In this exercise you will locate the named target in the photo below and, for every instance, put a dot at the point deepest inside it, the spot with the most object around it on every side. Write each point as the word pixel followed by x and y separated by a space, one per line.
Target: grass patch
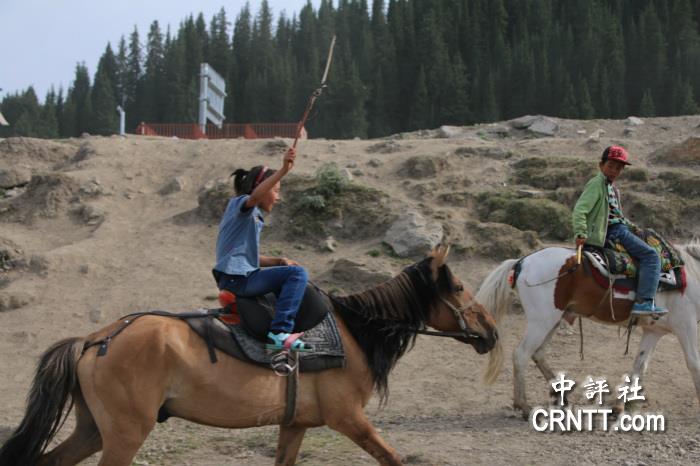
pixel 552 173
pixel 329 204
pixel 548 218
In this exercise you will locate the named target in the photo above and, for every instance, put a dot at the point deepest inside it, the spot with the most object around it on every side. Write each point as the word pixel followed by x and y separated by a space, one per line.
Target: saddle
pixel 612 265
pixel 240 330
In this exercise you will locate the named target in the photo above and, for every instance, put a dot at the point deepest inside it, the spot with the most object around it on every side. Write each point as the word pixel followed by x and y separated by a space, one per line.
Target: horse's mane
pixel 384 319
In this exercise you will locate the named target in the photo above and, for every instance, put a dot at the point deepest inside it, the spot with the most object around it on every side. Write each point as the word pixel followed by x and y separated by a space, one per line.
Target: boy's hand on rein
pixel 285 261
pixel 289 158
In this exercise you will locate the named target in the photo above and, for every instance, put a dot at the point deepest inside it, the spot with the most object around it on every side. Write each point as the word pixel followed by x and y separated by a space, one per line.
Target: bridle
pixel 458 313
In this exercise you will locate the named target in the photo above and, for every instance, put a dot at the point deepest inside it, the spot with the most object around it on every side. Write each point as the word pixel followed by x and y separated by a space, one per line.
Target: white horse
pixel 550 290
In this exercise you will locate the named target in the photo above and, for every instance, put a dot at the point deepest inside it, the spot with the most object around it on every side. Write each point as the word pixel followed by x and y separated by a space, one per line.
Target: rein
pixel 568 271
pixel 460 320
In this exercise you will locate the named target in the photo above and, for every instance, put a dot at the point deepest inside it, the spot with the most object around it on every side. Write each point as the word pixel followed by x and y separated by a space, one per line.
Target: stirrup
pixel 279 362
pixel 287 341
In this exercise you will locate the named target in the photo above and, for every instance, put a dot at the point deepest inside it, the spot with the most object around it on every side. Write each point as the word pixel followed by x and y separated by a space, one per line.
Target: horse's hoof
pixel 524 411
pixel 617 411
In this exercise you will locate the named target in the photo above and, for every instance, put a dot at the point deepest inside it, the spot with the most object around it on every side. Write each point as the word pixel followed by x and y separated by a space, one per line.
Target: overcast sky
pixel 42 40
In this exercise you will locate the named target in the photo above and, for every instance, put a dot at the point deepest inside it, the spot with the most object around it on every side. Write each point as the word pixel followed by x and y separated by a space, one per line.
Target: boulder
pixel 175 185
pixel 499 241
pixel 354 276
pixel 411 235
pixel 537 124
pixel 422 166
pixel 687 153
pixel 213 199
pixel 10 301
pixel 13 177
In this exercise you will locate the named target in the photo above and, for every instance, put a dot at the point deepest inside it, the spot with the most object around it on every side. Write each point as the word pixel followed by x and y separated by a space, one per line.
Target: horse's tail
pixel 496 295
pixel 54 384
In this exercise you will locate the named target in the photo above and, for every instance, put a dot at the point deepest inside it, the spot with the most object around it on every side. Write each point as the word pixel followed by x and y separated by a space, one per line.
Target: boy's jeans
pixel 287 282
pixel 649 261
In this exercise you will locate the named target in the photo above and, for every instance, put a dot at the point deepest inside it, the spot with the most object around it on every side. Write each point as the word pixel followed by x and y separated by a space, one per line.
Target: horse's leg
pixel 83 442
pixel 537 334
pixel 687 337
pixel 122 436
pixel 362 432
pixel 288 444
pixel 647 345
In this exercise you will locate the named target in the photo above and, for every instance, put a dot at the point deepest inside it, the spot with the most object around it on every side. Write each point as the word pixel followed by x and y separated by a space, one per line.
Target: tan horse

####

TASK DIRECTIONS: Line by line, give the material above again exactly, but without any pictures.

WRITTEN ANSWER:
In this exercise you will locate the named target in the photo below and, for every instance, put a dot at the point deepest inside it, the spot with the most object around it on every side. Write each point as the word pixel followed by x and y separated by a space, one per line.
Target: grass patch
pixel 552 173
pixel 329 204
pixel 548 218
In this exercise you will locate the named target in the photo above and, for every instance, put a dot at the point deepest inside it, the spot with the most object around it on every side. Write each point as the word pixel followed by x and y separated by a space, one per line.
Target: saddle
pixel 612 265
pixel 240 330
In this exercise you will locate the named target in the photo above and, for every instance, put a dot at the point deepest inside it, the spot with the most object around it on every side. Write each point as the word pixel followed by x and y separated by a space, one per line.
Target: horse's mane
pixel 384 319
In this exercise you will locate the named target in the photo above and, for every instance, put a dot at the point deepest inside it, the spot with the most object around it on every side. Write each point as the word pixel followed by x and y separated by a space, one per line.
Target: boy's hand on rein
pixel 285 261
pixel 289 158
In this exercise you will locate the named target in the photo above and, for every instance, put a dot at the point deepest inside it, the spot with the most object around it on every side. Write each point as the word pixel followed by x and y separated by a space, one per line.
Target: bridle
pixel 458 313
In this exercise you will locate the named target in the photo above and, for every instance, put a dot at the point deepest inside it, the spot with the most object around it on every side. Write each point as the word pixel followed by x and y separated by a space, one per line.
Target: white horse
pixel 550 290
In this exercise you will locate the named target in the photo above and, for every instance, put a dot at the point deepest inside it, the spot with the most object around it on every side. Write each point as the word pixel followed by x and y separated by a space, one per line.
Target: rein
pixel 568 271
pixel 460 320
In this exercise you will locate the named target in the photo above and, for every instance, put a dot at the point deepest inside it, the spot with the most object around it on every side. Write each point as the word pixel followed by x and y separated by a space, one per line.
Target: stirrup
pixel 279 362
pixel 287 341
In this exercise you will locate the named target in the photo above and, for every instance, put a dot at the point deepest inside it, the spot with the most object around it on every side. Write each point as the word pixel followed by x and y separated by a space, one per line.
Target: horse's hoof
pixel 524 411
pixel 617 411
In this exercise you will locate the named target in the photo above and, for every instance, put a dot at the point deepest inside it, the spot with the most object around it on every side. Write each point as the word pixel followed by x and y separated by a space, one per line.
Target: overcast sky
pixel 42 40
In this exercise you will locate the named target in the photo above and, for every instance, put a dot at the point deepest inside it, the spot with the most object around it on every side. Write each point as the word pixel followed by x and y separated by a space, one per line.
Target: boulder
pixel 175 185
pixel 499 241
pixel 354 276
pixel 411 235
pixel 537 124
pixel 422 166
pixel 687 153
pixel 213 199
pixel 10 301
pixel 13 177
In this exercise you will locate the named target in the photo above and, for every instance, put a dot at the point deepest inside it, the spot with the most object around it on every side. Write each point as the word pixel followed by x and y separated by a space, one per line.
Target: horse's tail
pixel 496 295
pixel 54 384
In this exercise you will locate the named target in the photo above and, for every instance, put a dot at the point deepest inside it, the spot with the most object around it on every side. Write each point as the word pixel followed by x and y separated by a space, one per line.
Target: boy's jeans
pixel 287 282
pixel 649 261
In this exercise you will locate the named target in the photo above and, for every instance, put a dot at the point deepest inside it, the spot with the most object around it on every side. Write each point as the word pixel followed by x and y separated by a space, one per line.
Target: horse's leg
pixel 83 442
pixel 537 334
pixel 687 337
pixel 122 436
pixel 362 432
pixel 288 444
pixel 647 345
In this exercise you will locate the named target in the photo above and, for every instance, put a dot at the point deepest inside it, the spot with the most object around it on every side. Write each point as the word pixel followed by x and y separated by a space, one per line.
Target: tan horse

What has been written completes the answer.